• What the task requires: Search the entries for the word "instance" and report each line that has it.

(Stored items)

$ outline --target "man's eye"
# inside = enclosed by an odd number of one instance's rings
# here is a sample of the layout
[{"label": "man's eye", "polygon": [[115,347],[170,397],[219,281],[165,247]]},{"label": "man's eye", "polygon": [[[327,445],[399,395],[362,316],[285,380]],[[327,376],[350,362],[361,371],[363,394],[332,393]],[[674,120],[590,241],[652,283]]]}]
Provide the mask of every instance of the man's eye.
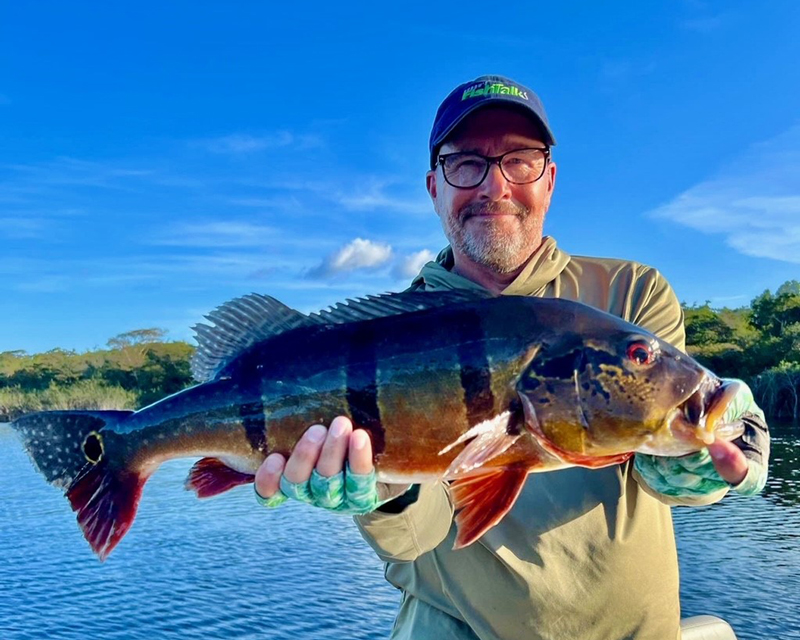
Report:
[{"label": "man's eye", "polygon": [[461,169],[477,169],[480,168],[482,164],[480,158],[459,158],[453,164],[453,169],[456,171]]}]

• Task result:
# inside = enclosed by an odd number of one instance's rings
Provide the mask of every instance of the man's eye.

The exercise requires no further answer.